* [TASKS TO PERFORM]
[1] According to the passage about Sherrill Bookey, what degree does Anchorage require its school nurses to have?
[2] Translate this sentence from the passage about Sherrill Bookey into Spanish: "The boy also is tutored by a full-time teacher's assistant."
[3] Retype part of the passage about Sherrill Bookey word for word. Begin at the words "At Providence, Bookey" and stop after "a diploma program.".

* [PASSAGE SHOWN]
┌────────
Sherrill Bookey, RN, said she's found nothing more
challenging and rewarding than the continuing care of
one such boy, a second-grader in Anchorage, Alaska,
as she discovers just how far some school districts
will go in the care of their students.
"I start the day up at his house and we get on
the bus together," Bookey, 47, said. "I spend
all day by his side, then I ride the bus home with him."
The boy also is tutored by a full-time teacher's assistant.
Throughout the day, Bookey manages the boy's care on
and off of a ventilator, moving him from a wheelchair
to a mobile exam-type table for classroom work because
he is unable to sit up for long periods of time. He
has a different chair for music and library studies.
Bookey also sees him through lunch and involves him
in recess.
"From my job as a pediatric intensive care nurse,
I'm doing those same things but in a school," Bookey
said.
When her husband transferred from Spokane, Wash., to
manage a country-music radio station in Anchorage, Bookey
signed on with the pediatric intensive care unit at
Providence Hospital. She had worked on call at a Providence
affiliate, Sacred Heart Hospital in Spokane, while her
main nursing career was investigating medical malpractice
and insurance cases for a group of Spokane lawyers.
At Providence, Bookey was able to work weekends, which
solved the child care issue when her now college-age
daughters were young and allowed her to volunteer during
the week at their school. That volunteerism eventually
led to a school district career as a "health treatment
specialist."
Anchorage makes the distinction between RNs with a
bachelor's degree and others, requiring its school nurses
to have a four-year degree. But the Anchorage school
district employs about 10 treatment nurses who hold
associate degrees or, like Bookey, are graduates of
a diploma program.
Treatment nurses give medication and handle all but
the administration of the nurses' offices, Bookey said.
"I would do tube feedings, any type of respiratory
treatment, oxygen, chest percussion, suctioning, trach(eotomy)
care" along with the bumps and bruises, fevers
and flu that most people associate with pupils.
That evolved into full-time care of the second-grader,
whose needs increased in the span of three years as
he progressed from a special-education preschool program
to kindergarten and first grade. Bookey said she anticipates
years more as the boy's caregiver. "I got wonderful
training. I got to work alongside his mom," she
said.
A school nurse and another part-time treatment RN care
for the rest of the pupils at Bowman Willard Elementary,
Bookey said.
└────────
[Images for locating objects]
┌────────
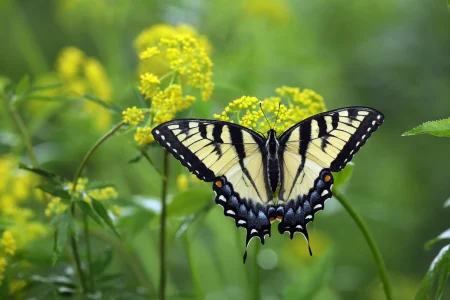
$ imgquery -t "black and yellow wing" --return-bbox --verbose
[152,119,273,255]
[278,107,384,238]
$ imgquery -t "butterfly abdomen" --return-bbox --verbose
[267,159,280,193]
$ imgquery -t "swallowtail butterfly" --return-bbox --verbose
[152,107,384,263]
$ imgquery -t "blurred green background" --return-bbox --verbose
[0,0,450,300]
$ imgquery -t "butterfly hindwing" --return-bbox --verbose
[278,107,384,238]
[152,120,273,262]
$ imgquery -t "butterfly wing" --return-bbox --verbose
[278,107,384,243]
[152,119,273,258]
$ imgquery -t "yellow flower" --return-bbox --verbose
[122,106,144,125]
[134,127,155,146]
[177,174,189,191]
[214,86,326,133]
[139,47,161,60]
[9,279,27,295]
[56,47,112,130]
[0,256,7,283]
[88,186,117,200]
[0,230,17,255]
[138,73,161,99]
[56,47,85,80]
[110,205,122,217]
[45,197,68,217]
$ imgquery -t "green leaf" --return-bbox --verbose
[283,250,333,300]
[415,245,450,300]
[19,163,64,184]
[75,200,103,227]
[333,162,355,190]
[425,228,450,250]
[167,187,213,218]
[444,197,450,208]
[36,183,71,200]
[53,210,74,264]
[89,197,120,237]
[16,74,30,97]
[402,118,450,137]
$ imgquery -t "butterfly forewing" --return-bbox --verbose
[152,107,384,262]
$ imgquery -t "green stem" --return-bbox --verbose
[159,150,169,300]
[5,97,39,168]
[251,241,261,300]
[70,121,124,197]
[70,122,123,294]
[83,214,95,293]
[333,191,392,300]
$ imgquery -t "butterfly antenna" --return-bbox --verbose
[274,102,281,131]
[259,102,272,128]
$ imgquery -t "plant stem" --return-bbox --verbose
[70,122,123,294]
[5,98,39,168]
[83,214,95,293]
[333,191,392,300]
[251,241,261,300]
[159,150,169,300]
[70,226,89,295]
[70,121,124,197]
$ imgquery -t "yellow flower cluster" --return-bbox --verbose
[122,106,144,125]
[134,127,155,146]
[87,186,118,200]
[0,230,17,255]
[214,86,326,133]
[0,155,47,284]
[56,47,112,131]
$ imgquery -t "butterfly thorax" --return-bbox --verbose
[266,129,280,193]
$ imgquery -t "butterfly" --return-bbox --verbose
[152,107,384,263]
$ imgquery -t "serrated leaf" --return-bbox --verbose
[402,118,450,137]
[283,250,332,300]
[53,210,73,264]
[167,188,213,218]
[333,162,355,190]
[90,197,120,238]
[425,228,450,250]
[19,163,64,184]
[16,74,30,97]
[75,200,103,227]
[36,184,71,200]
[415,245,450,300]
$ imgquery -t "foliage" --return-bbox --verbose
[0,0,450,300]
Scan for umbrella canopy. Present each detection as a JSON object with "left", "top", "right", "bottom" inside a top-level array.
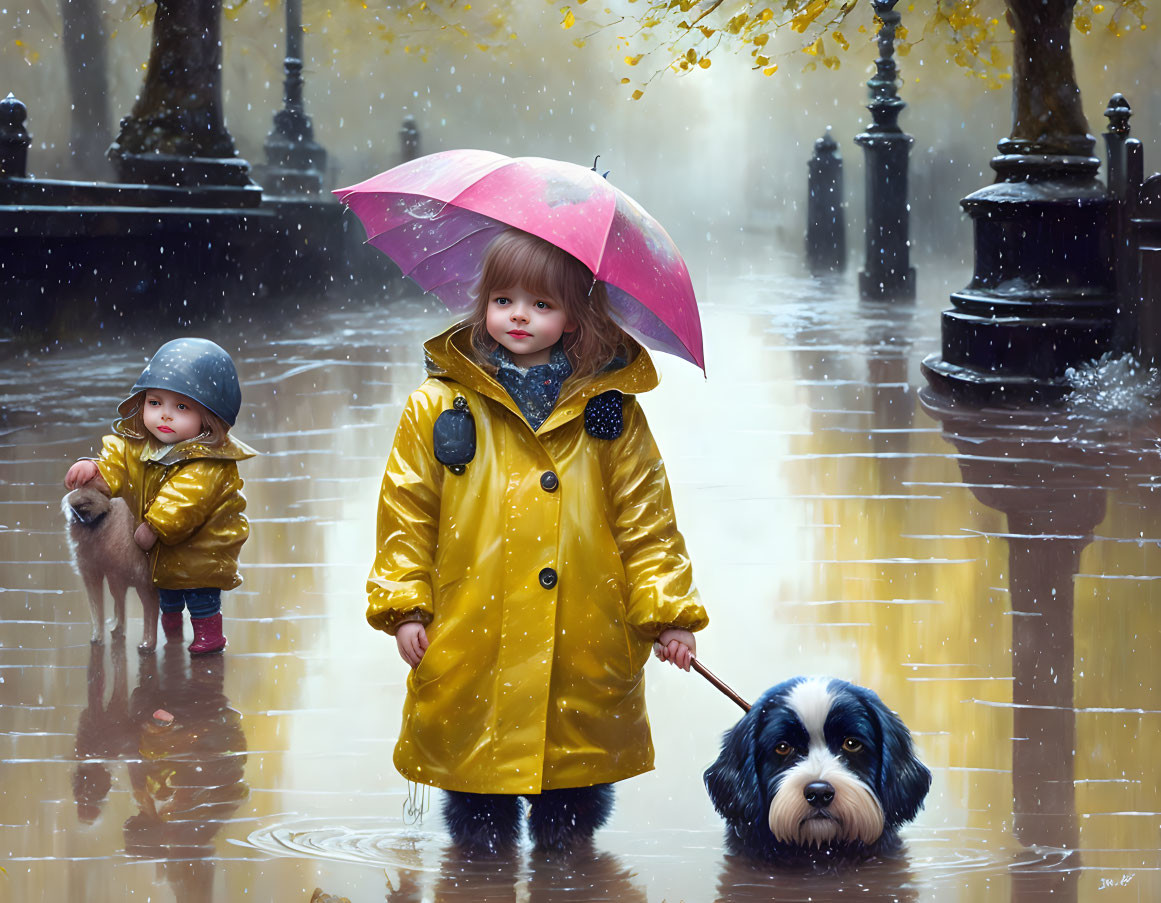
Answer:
└────────
* [RESPONSES FOR EACH TASK]
[1] A four-year degree.

[2] Al niño también le da clases particulares un asistente de maestro de tiempo completo.

[3]
At Providence, Bookey was able to work weekends, which
solved the child care issue when her now college-age
daughters were young and allowed her to volunteer during
the week at their school. That volunteerism eventually
led to a school district career as a "health treatment
specialist."
Anchorage makes the distinction between RNs with a
bachelor's degree and others, requiring its school nurses
to have a four-year degree. But the Anchorage school
district employs about 10 treatment nurses who hold
associate degrees or, like Bookey, are graduates of
a diploma program.